(Work to be completed)
Can the data below be echoed back word for word?

(The records)
>>>
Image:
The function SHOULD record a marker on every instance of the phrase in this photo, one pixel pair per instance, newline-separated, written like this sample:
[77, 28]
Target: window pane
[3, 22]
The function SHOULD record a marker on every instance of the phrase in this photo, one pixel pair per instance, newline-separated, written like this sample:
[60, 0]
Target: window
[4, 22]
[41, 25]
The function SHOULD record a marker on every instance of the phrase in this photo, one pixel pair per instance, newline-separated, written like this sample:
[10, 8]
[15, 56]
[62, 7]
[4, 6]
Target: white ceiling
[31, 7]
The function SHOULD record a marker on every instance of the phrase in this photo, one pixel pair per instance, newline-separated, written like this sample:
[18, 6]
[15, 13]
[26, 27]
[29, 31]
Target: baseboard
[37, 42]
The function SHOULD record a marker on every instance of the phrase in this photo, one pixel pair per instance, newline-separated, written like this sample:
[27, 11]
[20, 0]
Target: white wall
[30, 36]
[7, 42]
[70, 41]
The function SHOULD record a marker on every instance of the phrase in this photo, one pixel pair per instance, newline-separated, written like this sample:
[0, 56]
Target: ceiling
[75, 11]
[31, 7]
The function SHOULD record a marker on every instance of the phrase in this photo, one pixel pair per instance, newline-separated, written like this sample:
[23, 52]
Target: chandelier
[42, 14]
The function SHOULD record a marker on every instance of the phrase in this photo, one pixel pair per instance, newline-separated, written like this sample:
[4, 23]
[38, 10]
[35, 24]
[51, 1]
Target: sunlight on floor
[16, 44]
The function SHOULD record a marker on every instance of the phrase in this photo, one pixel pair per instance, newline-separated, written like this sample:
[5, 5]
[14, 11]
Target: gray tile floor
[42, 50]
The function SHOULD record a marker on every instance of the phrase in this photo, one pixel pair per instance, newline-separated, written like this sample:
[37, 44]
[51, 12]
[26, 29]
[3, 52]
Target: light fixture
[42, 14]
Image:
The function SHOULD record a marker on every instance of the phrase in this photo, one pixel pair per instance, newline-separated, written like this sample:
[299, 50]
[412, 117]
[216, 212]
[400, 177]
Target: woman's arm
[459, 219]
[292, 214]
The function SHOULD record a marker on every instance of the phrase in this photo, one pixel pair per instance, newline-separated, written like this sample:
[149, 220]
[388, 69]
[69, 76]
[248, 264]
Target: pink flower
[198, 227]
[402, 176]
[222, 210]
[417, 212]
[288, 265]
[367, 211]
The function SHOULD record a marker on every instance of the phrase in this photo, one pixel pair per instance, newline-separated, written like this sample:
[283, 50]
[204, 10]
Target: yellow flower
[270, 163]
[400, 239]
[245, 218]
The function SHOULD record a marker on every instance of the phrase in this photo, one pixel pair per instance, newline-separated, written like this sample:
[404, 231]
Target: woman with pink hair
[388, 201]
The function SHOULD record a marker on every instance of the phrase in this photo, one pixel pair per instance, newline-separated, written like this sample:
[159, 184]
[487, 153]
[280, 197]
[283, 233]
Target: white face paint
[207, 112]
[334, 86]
<<<
(Output for this exercise)
Image:
The function SHOULD record a marker on every instance of the phrase in this photo, one pixel pair per instance, newline-separated, written like this sample:
[77, 28]
Target: window pane
[3, 22]
The function SHOULD record a marker on every instance of the phrase in this photo, one pixel pair per instance, newline-separated, written like this sample:
[60, 0]
Target: window
[4, 22]
[41, 25]
The function SHOULD record a marker on every instance of the phrase in this photo, one pixel pair per instance, newline-separated, written like this sample:
[10, 8]
[15, 56]
[62, 7]
[4, 6]
Target: white ceiling
[31, 7]
The function SHOULD record a marker on every instance of the phrase in this photo, one pixel pair per instance, newline-separated, written like this sample:
[18, 6]
[15, 13]
[26, 27]
[29, 31]
Target: baseboard
[37, 42]
The function SHOULD record a marker on every instance of the phrase in this photo, one pixel pair per instance, newline-separated, written like this sample:
[27, 11]
[20, 0]
Target: white wall
[30, 36]
[7, 42]
[70, 41]
The function SHOULD record a marker on every instance of the phrase in this photo, one pixel pair per instance, newline-separated, written like this sample:
[0, 56]
Target: ceiling
[75, 11]
[31, 7]
The function SHOULD record a marker on every instance of the phrase in this photo, one pixel pair per instance, newline-separated, written like this sample:
[23, 52]
Target: chandelier
[42, 14]
The function SHOULD record a marker on every instance of the phrase in this photo, one pixel pair per instance, newline-separated, written like this sample:
[4, 23]
[38, 10]
[35, 24]
[51, 1]
Target: sunlight on floor
[16, 44]
The function SHOULD record a marker on every instance of the phrase in this photo, one pixel pair per instance, newline-separated, written like this sample:
[5, 5]
[14, 11]
Target: gray tile floor
[42, 50]
The function SHOULD record a marker on every instance of the phrase in this photo, one pixel pair per instance, newline-separated, written like this sample:
[37, 44]
[51, 12]
[26, 29]
[3, 52]
Target: light fixture
[42, 14]
Image:
The function SHOULD record a marker on every instance of the phrase in this photo, one pixel pair per instance, newline-separated, written like this sample:
[299, 50]
[412, 117]
[216, 212]
[400, 177]
Target: woman's arm
[459, 219]
[292, 214]
The function SHOULD record a marker on every instance of the phrase in this photo, one pixel pair per instance, newline-separated, written like this sample:
[149, 220]
[388, 69]
[69, 76]
[248, 264]
Target: pink flower
[198, 227]
[402, 176]
[222, 210]
[417, 212]
[288, 265]
[367, 211]
The function SHOULD record a marker on every instance of the phrase in this photo, one pixel pair per instance, newline-separated, written like this sample:
[283, 50]
[204, 10]
Target: yellow flower
[270, 163]
[400, 239]
[245, 218]
The function SHOULD record a marker on every instance of the phrase in this photo, one pixel pair per instance, newline-separated, written like this sample:
[404, 231]
Target: woman with pink hair
[388, 201]
The function SHOULD record a marker on every instance of the phrase in this photo, one pixel pair per instance, newline-separated, written like this sample:
[159, 184]
[487, 153]
[280, 197]
[283, 233]
Target: white face paint
[207, 112]
[334, 86]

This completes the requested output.